%%

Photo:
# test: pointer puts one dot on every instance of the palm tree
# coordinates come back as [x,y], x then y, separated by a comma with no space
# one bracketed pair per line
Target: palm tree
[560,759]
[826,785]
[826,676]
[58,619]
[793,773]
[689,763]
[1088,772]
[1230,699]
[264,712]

%%

§ Exercise details: Repeat each record verbatim.

§ Exercise result:
Photo:
# test: pointer puts one dot on every instance of the palm tree
# coordinates come back as [x,y], x then y, separated by a comma with no space
# one bracketed pair per line
Target: palm tree
[560,759]
[826,785]
[826,676]
[58,619]
[793,773]
[689,763]
[1088,772]
[1230,699]
[264,712]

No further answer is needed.